» **Goal of the exercise**: Filter the data below and copy out every line that contains the word "reflection", treating uppercase and lowercase as different.

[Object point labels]
Start
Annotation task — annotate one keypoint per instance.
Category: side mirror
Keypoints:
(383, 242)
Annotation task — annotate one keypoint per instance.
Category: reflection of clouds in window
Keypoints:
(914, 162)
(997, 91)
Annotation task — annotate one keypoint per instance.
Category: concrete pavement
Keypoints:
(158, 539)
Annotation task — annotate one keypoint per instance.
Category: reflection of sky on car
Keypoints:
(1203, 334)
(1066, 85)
End
Start
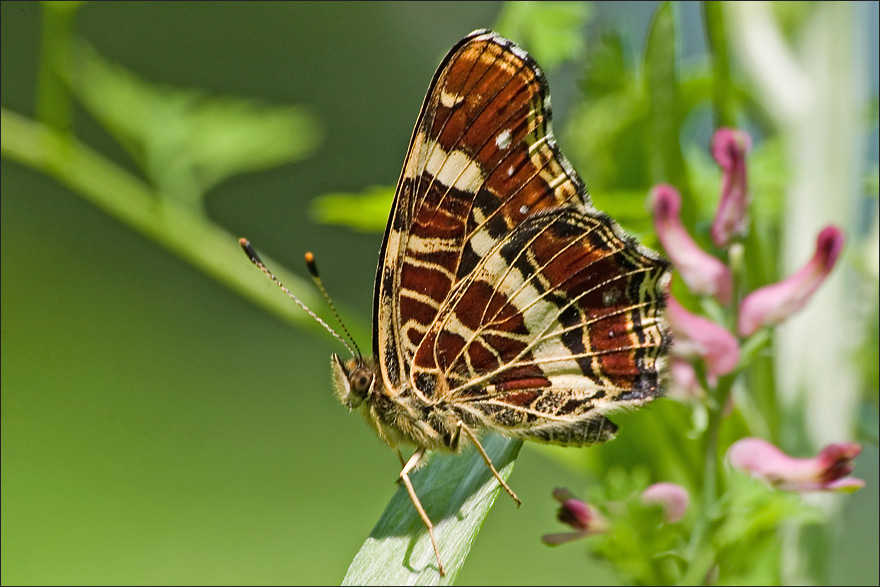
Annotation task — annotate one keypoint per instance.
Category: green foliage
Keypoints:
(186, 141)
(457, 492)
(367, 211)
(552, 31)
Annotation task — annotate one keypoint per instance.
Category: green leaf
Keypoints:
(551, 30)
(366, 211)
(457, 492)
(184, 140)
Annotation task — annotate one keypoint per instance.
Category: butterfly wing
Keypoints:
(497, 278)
End
Start
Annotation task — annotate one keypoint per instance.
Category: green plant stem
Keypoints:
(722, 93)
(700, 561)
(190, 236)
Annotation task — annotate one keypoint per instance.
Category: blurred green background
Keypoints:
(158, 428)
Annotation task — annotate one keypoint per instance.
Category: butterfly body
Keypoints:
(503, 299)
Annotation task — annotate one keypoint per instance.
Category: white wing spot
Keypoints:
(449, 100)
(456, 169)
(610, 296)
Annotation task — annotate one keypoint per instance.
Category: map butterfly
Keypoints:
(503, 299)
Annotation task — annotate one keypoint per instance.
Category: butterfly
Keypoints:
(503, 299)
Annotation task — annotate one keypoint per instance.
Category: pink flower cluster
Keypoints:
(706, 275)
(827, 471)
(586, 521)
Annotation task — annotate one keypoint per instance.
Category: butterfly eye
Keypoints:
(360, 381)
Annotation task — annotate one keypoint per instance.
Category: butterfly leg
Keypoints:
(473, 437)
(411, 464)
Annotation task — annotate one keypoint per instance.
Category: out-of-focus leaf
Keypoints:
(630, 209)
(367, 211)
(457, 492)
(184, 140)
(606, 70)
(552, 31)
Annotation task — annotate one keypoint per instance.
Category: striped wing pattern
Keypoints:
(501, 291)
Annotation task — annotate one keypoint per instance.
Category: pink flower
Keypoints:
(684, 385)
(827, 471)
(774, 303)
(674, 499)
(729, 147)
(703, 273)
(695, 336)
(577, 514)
End
» **Result of this task**:
Category: reflection of clouds in window
Category: reflection of sky on car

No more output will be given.